§ **Objective**:
Copy the following records word for word, leaving out the pictures.

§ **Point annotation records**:
------------------------------------

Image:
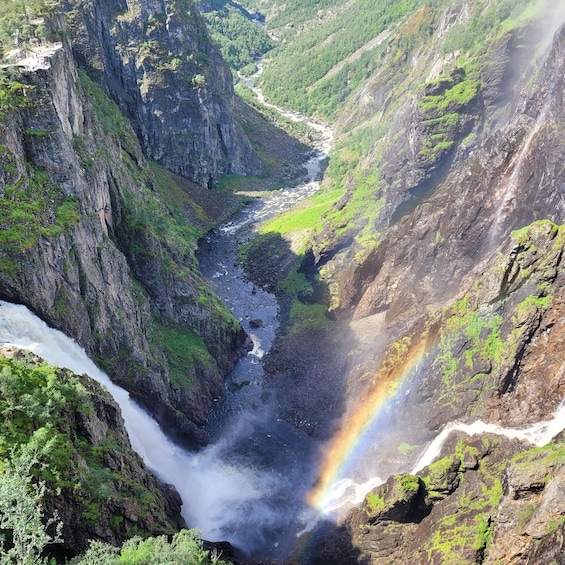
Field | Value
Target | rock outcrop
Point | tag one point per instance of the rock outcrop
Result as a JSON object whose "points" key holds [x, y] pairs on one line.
{"points": [[156, 60], [91, 242], [97, 486]]}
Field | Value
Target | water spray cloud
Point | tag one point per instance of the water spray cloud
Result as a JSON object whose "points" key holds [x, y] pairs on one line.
{"points": [[358, 426]]}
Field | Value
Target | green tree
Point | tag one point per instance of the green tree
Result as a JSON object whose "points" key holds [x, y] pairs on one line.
{"points": [[184, 549], [24, 531]]}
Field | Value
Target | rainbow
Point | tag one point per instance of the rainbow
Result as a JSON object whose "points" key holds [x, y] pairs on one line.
{"points": [[353, 438]]}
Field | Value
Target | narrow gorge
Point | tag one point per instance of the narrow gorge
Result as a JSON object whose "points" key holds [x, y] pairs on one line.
{"points": [[323, 287]]}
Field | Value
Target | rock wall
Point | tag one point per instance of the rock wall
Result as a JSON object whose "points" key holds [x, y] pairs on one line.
{"points": [[96, 485], [155, 59], [85, 247], [444, 207]]}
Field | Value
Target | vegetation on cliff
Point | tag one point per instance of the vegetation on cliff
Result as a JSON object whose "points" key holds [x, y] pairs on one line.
{"points": [[63, 442]]}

------------------------------------

§ **Task output**:
Image:
Field | Value
Target | rock outcrop
Point | tag one point per instance of the rock outcrop
Result as a JSON object whose "points" key holds [x, y] pairs on one line.
{"points": [[156, 60], [91, 242], [97, 486]]}
Field | Value
Target | water spray cloud
Point | tag one point per instance of the water spray cloud
Result as a JSON object whose "points" key holds [x, y] pairs on one line.
{"points": [[358, 426]]}
Field | Value
Target | green tree
Point | tag one point per instance of the green tree
Result as a JSON object whose "points" key holds [x, y] pairs on one line.
{"points": [[184, 549], [24, 531]]}
Field | Value
Target | rainbow
Point | tag one point per instance of the rainbow
Result as a JSON object whose "points" key holds [x, y] pairs on one line.
{"points": [[353, 438]]}
Field | Value
Target | narrow gorge
Point | tag one point per instance of the narrow gorge
Result as a JSON object whose "points" key holds [x, y] pairs on one line.
{"points": [[323, 287]]}
Field | Value
Target | rock wall
Point | tag one point per instance of the rock wall
Result as a JSON object whose "points" key holds [x, y] pairs on one line.
{"points": [[96, 485], [155, 59], [85, 247], [444, 207]]}
Field | Value
Target | vegetation on cliff
Point | tag one point per instance of the vegetation on cliff
Result as a JSON object whose "points" key holds [x, y] pairs on one line.
{"points": [[63, 442]]}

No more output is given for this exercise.